- _Passage shown_

***

By Luke Murray
I have lots of different regrets about my time in medical school. I should have tried more things professionally, personally, and socially. I can’t tell you how many nights I sat in my room thinking I would go out that night or call someone up to hang out but thought, “I need to get to bed in a hour so I don’t really have time…” So instead of actually spending time with someone for an hour, I’d watch YouTube videos for the next two hours. In hindsight, I should have made this mistake once or twice, wised up, and then spent that time with friends or even strangers – anything really. But I didn’t, and the naturally isolating experience of medical school remained so for much of my time there. I left a lot of memories and potential friendships on the table during those years.
Another regret has to do with the way I studied. Like my social decisions, I should have known and admitted something was wrong much sooner than I did. I didn’t do well on my first quiz in anatomy just a few weeks into medical school (I failed it, actually). At that time, my strategy was to be as thorough as possible with each pass through the material, to just make sure my eyes saw as large of a percentage of the content as there was for them to see. As an obvious consequence, I only got through the material a couple times (if I was lucky) before a test. I did poorly, again, and then vow that I would study even harder, be even more thorough, next time around. No paradigm-altering changes, just doubling down on an obviously losing strategy, thinking that ‘time spent’ was the only variable that needed tweaking. I continued to stay in the bottom of my class, until my second time through my second year.
I had just studied for an insane amount of time (even for a medical student) in preparation for a test. Actually, I spent much of a family Christmas vacation studying in the hotel instead of touring the aircraft carrier my fighter-pilot dad used to land on, something I hate that I missed out on to this day…and I did WORSE than I had done on the previous test. I was desperate, and frankly, terrified that I might not make it – not to mention starting to question if I had a legitimate learning disability. I finally let myself try something new (basically, less thorough and more frequent passes over the material). I drastically changed my approach, and it led to…you guessed it: better scores. A lot better. Actually, I scored well into the top half of the class on the rest of the tests I took that second year.
The regrets I have all seem to stem from the same pattern – something wasn’t working and I either changed it too late (in the case of my study habits) or I didn’t change it at all (my social life). What medical school rut are you stuck in? Let me tell you from experience – if you don’t admit that you’re in it and then have the courage (or, in my case, the desperation) to do something different to get out of it, you won’t.
And halfway through residency you’ll be looking back on medical school with some completely avoidable regrets.

***

- _The data_
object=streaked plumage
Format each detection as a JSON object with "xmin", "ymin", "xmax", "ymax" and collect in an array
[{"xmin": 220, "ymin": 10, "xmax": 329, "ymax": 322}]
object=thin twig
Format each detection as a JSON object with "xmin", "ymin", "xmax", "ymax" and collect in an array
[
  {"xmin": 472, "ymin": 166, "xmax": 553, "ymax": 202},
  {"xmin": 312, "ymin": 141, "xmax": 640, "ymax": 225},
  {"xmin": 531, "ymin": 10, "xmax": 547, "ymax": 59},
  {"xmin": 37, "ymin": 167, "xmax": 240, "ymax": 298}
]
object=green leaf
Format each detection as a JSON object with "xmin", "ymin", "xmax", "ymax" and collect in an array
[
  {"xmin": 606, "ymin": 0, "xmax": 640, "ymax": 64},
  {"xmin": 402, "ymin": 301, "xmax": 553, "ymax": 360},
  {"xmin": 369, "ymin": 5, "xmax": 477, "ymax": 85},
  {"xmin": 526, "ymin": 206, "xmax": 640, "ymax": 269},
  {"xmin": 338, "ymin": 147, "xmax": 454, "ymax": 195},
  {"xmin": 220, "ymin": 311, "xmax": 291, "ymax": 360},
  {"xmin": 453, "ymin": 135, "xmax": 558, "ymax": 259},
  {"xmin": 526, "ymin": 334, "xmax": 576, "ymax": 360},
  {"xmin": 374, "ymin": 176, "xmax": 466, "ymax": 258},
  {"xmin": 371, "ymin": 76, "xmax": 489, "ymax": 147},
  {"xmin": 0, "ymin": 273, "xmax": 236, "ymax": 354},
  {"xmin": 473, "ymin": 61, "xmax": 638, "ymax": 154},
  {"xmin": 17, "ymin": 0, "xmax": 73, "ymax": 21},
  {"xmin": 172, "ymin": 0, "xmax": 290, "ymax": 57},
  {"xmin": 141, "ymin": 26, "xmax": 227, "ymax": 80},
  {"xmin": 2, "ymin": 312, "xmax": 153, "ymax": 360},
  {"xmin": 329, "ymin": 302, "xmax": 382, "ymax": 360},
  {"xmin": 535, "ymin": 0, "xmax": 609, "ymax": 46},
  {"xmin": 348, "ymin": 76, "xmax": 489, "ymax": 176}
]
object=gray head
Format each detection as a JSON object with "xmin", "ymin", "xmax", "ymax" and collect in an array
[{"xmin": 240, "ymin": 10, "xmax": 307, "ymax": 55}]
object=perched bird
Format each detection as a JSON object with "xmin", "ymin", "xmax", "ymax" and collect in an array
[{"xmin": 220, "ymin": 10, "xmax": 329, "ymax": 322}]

***

- _Work required_
Copy the essay on medical school regrets word for word, starting at the words "The regrets I" and ending after "it, you won’t.".

- _Output_
The regrets I have all seem to stem from the same pattern – something wasn’t working and I either changed it too late (in the case of my study habits) or I didn’t change it at all (my social life). What medical school rut are you stuck in? Let me tell you from experience – if you don’t admit that you’re in it and then have the courage (or, in my case, the desperation) to do something different to get out of it, you won’t.